(A run of items)
□ □ □ □
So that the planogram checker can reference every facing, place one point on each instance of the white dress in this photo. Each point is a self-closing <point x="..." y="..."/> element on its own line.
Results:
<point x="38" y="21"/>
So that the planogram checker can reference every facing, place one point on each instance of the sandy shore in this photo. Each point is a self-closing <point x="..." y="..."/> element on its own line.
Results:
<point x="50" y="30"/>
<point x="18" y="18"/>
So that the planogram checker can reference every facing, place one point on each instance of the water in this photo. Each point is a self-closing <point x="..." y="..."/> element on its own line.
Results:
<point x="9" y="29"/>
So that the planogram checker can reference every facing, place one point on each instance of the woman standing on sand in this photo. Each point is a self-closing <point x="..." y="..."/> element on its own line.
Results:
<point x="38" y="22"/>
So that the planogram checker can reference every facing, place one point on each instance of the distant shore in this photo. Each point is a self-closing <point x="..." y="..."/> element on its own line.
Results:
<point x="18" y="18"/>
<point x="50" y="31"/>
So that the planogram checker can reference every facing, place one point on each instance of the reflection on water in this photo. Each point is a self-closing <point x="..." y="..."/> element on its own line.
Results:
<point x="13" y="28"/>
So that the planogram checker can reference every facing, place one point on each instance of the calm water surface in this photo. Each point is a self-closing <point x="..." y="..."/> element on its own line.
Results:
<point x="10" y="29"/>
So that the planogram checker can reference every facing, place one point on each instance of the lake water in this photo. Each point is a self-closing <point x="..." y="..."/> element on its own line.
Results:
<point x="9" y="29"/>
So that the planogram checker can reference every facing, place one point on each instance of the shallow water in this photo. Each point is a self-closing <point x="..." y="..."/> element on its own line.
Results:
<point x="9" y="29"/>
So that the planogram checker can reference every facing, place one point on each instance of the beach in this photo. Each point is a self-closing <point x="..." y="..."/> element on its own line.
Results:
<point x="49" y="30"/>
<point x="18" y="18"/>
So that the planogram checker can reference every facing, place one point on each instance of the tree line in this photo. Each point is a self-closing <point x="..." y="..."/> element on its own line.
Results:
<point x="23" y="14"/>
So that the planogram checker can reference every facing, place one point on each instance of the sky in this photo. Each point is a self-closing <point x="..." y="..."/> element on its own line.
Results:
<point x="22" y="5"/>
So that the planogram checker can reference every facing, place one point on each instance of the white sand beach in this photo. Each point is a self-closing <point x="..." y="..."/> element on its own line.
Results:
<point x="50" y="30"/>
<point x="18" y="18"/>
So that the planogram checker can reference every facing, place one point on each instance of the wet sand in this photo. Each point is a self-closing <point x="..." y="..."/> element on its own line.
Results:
□ □ □ □
(What to work on) Update the items above by changing every "planogram checker" to "shelf audit tool". Keep everything else the same.

(Solution for this exercise)
So that the shelf audit tool can reference every facing, place one point on each instance of the white dress in this photo. Each point is a self-closing <point x="..." y="..."/> element on its own line.
Results:
<point x="38" y="21"/>
So that the shelf audit tool can reference every facing, place one point on each instance of the sandy shore in this photo. Each point is a self-closing <point x="..." y="..."/> element on its own line.
Results:
<point x="50" y="30"/>
<point x="18" y="18"/>
So that the shelf audit tool can reference every facing, place one point on each instance of the water in this photo. Each point is a self-closing <point x="..." y="..."/> element on its own line.
Results:
<point x="9" y="29"/>
So that the shelf audit tool can reference every facing, place one point on each instance of the woman standing on sand in this photo. Each point is a self-closing <point x="..." y="..."/> element on its own line.
Results:
<point x="38" y="22"/>
So that the shelf audit tool can reference every facing, place one point on each instance of the distant shore in this photo. Each point is a self-closing <point x="..." y="..."/> element on its own line.
Results:
<point x="18" y="18"/>
<point x="50" y="31"/>
So that the shelf audit tool can reference every facing, place one point on each instance of the reflection on water in this photo. Each point is a self-closing <point x="..." y="..."/> element on its own line.
Results:
<point x="13" y="28"/>
So that the shelf audit tool can reference every facing, place one point on each instance of the calm water surface in this photo. Each point is a self-closing <point x="..." y="..."/> element on its own line.
Results:
<point x="10" y="29"/>
So that the shelf audit tool can reference every facing, place one point on each instance of the lake water in this photo. Each point is a self-closing <point x="..." y="..."/> element on its own line.
Results:
<point x="9" y="29"/>
So that the shelf audit tool can reference every facing, place one point on each instance of the shallow water in this photo. Each point is a self-closing <point x="..." y="..."/> element on its own line.
Results:
<point x="9" y="29"/>
So that the shelf audit tool can reference every facing, place one point on each instance of the beach in this photo. Each point is a self-closing <point x="..." y="..."/> element on its own line.
Results:
<point x="49" y="30"/>
<point x="18" y="18"/>
So that the shelf audit tool can reference every facing, place one point on each instance of the tree line in this photo. Each point is a self-closing <point x="..." y="..."/> element on its own line.
Results:
<point x="23" y="14"/>
So that the shelf audit tool can reference every facing, place one point on each instance of the sky in this photo. Each point is a self-closing <point x="..." y="..."/> element on its own line.
Results:
<point x="22" y="5"/>
So that the shelf audit tool can reference every facing, place one point on each instance of the white sand beach in this photo. Each point is a self-closing <point x="..." y="..."/> element on its own line.
Results:
<point x="50" y="30"/>
<point x="18" y="18"/>
So that the shelf audit tool can reference every facing, place one point on each instance of the wet sand in this photo. Each point is a self-closing <point x="..." y="..."/> element on its own line.
Results:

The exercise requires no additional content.